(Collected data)
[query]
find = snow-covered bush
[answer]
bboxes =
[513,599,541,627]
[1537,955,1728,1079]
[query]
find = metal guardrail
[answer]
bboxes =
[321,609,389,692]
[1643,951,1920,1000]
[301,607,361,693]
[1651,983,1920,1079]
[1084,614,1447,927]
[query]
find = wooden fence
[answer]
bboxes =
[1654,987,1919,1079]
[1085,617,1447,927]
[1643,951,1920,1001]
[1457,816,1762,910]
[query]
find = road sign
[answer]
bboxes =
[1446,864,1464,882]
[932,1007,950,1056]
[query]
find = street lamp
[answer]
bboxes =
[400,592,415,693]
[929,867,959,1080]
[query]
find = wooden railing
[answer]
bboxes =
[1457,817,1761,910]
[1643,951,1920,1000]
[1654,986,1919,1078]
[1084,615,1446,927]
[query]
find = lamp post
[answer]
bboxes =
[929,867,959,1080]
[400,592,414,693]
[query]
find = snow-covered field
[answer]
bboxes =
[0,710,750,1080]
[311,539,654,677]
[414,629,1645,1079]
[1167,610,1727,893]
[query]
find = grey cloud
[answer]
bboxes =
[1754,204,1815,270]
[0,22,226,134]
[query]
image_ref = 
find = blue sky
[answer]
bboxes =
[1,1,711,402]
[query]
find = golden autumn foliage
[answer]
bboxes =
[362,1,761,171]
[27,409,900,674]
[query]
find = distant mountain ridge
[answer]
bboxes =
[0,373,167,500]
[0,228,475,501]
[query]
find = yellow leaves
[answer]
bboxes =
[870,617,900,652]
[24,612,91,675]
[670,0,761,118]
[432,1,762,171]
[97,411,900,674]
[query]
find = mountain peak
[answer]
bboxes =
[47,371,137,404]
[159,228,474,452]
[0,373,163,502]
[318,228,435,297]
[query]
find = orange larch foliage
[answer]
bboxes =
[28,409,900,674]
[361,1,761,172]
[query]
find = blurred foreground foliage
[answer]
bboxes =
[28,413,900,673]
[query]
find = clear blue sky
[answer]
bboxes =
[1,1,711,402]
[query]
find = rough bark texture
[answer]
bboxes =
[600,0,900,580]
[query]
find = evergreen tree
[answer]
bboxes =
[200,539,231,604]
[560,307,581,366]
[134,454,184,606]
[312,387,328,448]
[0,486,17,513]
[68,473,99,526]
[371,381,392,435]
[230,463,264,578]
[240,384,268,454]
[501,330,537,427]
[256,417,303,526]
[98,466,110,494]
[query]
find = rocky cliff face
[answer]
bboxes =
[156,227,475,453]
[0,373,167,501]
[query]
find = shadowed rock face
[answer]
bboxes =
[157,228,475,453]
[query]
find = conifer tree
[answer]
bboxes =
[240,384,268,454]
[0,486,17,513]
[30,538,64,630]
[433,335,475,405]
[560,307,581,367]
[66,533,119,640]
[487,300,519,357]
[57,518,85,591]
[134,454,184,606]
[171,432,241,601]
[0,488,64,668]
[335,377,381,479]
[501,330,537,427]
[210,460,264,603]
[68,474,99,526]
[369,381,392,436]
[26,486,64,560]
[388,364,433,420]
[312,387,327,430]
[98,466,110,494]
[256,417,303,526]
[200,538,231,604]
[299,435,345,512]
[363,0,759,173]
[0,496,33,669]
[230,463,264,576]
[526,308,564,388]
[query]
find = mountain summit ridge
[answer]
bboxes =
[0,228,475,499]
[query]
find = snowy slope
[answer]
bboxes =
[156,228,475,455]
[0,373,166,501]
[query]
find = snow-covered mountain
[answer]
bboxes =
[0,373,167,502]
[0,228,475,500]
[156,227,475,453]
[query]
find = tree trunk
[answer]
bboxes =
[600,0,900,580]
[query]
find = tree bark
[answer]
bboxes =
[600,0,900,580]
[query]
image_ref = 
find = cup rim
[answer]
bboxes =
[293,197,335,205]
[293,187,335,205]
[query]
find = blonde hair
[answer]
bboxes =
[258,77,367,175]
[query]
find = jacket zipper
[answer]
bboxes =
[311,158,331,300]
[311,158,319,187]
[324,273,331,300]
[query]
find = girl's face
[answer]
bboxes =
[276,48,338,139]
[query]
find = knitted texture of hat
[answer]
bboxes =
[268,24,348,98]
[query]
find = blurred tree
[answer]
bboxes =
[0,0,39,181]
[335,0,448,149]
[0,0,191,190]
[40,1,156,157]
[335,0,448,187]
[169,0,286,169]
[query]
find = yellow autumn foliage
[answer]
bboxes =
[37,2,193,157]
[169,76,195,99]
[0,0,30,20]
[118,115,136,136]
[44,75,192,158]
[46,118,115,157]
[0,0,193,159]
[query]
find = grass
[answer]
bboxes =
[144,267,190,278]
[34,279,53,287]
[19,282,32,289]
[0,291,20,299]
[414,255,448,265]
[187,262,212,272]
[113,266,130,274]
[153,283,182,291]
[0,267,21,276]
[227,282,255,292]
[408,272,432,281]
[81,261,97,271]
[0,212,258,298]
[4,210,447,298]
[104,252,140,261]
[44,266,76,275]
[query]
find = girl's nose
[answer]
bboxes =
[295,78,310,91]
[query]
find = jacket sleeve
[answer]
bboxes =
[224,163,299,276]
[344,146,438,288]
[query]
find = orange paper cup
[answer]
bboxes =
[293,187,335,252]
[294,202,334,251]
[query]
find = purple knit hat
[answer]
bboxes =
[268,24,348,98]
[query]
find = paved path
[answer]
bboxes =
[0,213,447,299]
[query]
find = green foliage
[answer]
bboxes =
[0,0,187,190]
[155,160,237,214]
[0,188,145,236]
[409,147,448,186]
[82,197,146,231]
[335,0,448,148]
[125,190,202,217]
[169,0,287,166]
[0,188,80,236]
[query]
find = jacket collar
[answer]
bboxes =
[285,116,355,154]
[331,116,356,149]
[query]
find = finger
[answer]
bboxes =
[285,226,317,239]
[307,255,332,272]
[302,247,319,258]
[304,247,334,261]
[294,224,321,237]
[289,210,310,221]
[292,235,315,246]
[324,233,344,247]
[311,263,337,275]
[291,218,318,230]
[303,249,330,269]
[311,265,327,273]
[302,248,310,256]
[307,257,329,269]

# [WORK ITEM]
Repeat every record above. Each one must match exactly.

# [EXPECTED ANSWER]
[query]
find = snow-covered bush
[answer]
bboxes =
[513,599,541,627]
[1537,955,1728,1079]
[query]
find = metal guardrail
[answer]
bboxes =
[321,609,389,692]
[1643,951,1920,1000]
[301,607,361,693]
[1651,983,1920,1079]
[1084,614,1447,927]
[query]
find = wooden fence
[answer]
bboxes =
[1654,987,1919,1079]
[1085,617,1447,927]
[1643,951,1920,1001]
[1457,816,1762,910]
[query]
find = road sign
[answer]
bboxes =
[1446,864,1464,882]
[932,1007,950,1056]
[query]
find = street lamp
[answer]
bboxes =
[400,592,415,693]
[929,867,959,1080]
[query]
find = wooden railing
[answer]
bboxes =
[1457,817,1761,910]
[1643,951,1920,1000]
[1654,986,1919,1078]
[1084,615,1446,927]
[query]
find = lamp post
[answer]
bboxes =
[929,867,959,1080]
[400,592,414,693]
[query]
find = snow-covered field
[answer]
bboxes =
[0,710,750,1080]
[311,539,654,677]
[414,629,1645,1079]
[1167,610,1727,893]
[query]
find = grey cloud
[answer]
bboxes =
[1754,204,1815,270]
[0,22,226,134]
[query]
image_ref = 
find = blue sky
[answer]
bboxes =
[1,1,711,402]
[query]
find = golden autumn foliage
[answer]
bboxes =
[362,1,761,171]
[27,409,900,674]
[query]
find = distant mountain ridge
[answer]
bboxes =
[0,373,167,500]
[0,228,475,501]
[query]
find = yellow leaves
[answer]
bboxes =
[870,617,900,652]
[24,612,91,675]
[670,0,761,118]
[432,1,762,171]
[97,411,900,674]
[query]
find = mountain peak
[answer]
bboxes =
[47,371,137,404]
[159,228,474,452]
[0,373,163,502]
[318,228,435,297]
[query]
find = orange larch foliage
[answer]
bboxes =
[28,409,900,674]
[361,1,761,172]
[query]
find = blurred foreground foliage
[answer]
bboxes =
[28,413,900,673]
[query]
find = clear blue sky
[answer]
bboxes =
[1,1,711,402]
[query]
find = rough bark texture
[answer]
bboxes =
[600,0,900,580]
[query]
find = evergreen tree
[answer]
bboxes =
[200,539,231,604]
[560,307,581,366]
[134,454,184,606]
[312,387,328,448]
[0,486,17,513]
[68,473,99,526]
[371,381,392,435]
[230,463,264,578]
[240,384,268,454]
[501,330,537,427]
[256,417,303,526]
[98,466,110,494]
[query]
find = rocky cliff face
[answer]
bboxes =
[156,227,475,453]
[0,373,167,501]
[query]
find = shadowed rock face
[answer]
bboxes =
[157,228,475,453]
[query]
find = conifer tree
[answer]
bboxes =
[240,384,268,454]
[0,486,17,513]
[30,538,64,630]
[433,335,475,405]
[560,307,581,367]
[66,533,119,640]
[487,300,519,357]
[57,518,85,591]
[134,454,184,606]
[171,432,241,601]
[0,488,64,668]
[335,377,381,479]
[501,330,537,427]
[210,460,264,603]
[68,474,99,526]
[369,381,392,436]
[26,486,64,560]
[388,364,433,420]
[312,387,327,430]
[98,466,110,494]
[256,417,303,526]
[200,538,231,604]
[299,435,345,512]
[363,0,759,173]
[0,496,33,669]
[230,463,264,576]
[526,308,564,388]
[query]
find = mountain summit ridge
[answer]
bboxes =
[0,228,475,499]
[query]
find = snowy slope
[answer]
bboxes =
[156,228,475,455]
[0,373,166,501]
[query]
find = snow-covered mountain
[answer]
bboxes =
[0,373,167,502]
[0,228,475,500]
[156,227,475,453]
[query]
find = tree trunk
[answer]
bboxes =
[600,0,900,580]
[query]
find = tree bark
[answer]
bboxes =
[600,0,900,580]
[query]
image_ref = 
find = cup rim
[answer]
bboxes =
[293,197,335,205]
[293,187,335,205]
[query]
find = blonde hair
[answer]
bboxes =
[258,77,367,175]
[query]
find = jacket zipper
[answer]
bboxes =
[311,158,331,300]
[311,158,319,187]
[324,273,331,300]
[query]
find = girl's face
[answer]
bboxes =
[276,48,338,139]
[query]
find = knitted texture of hat
[answer]
bboxes =
[268,24,348,98]
[query]
find = blurred tree
[answer]
bboxes =
[0,0,39,181]
[335,0,448,149]
[0,0,191,190]
[40,1,156,157]
[335,0,448,187]
[169,0,286,169]
[query]
find = yellow autumn foliage
[answer]
bboxes =
[37,2,193,157]
[169,76,195,99]
[0,0,30,20]
[118,115,136,136]
[44,75,192,158]
[46,118,115,157]
[0,0,193,159]
[query]
find = grass
[answer]
bboxes =
[144,267,190,278]
[34,279,53,287]
[19,282,32,289]
[0,291,20,299]
[414,255,448,265]
[187,262,212,272]
[113,266,130,274]
[153,283,182,291]
[0,267,21,276]
[227,282,255,292]
[408,272,432,281]
[81,261,97,271]
[0,212,258,298]
[4,210,447,298]
[104,252,140,261]
[44,266,76,275]
[query]
find = girl's nose
[answer]
bboxes =
[295,78,310,91]
[query]
find = jacket sleeve
[answer]
bboxes =
[224,163,299,276]
[344,146,438,288]
[query]
find = orange paper cup
[answer]
bboxes =
[293,187,335,252]
[294,202,334,251]
[query]
find = purple knit hat
[answer]
bboxes =
[268,24,348,98]
[query]
find = paved path
[answer]
bboxes =
[0,213,447,299]
[query]
find = green foliage
[answer]
bboxes =
[0,0,187,190]
[155,160,237,214]
[0,188,145,236]
[409,147,448,186]
[82,197,146,231]
[335,0,448,148]
[125,190,202,217]
[169,0,287,166]
[0,188,80,236]
[query]
find = jacket collar
[answer]
bboxes =
[285,116,355,154]
[331,116,356,149]
[query]
find = finger
[answer]
bboxes =
[285,226,317,239]
[307,255,332,272]
[302,247,319,258]
[304,247,334,261]
[294,224,321,237]
[289,210,310,221]
[292,235,315,246]
[324,233,344,247]
[311,263,337,275]
[291,218,318,230]
[303,249,330,269]
[311,265,327,273]
[302,248,310,256]
[307,257,329,269]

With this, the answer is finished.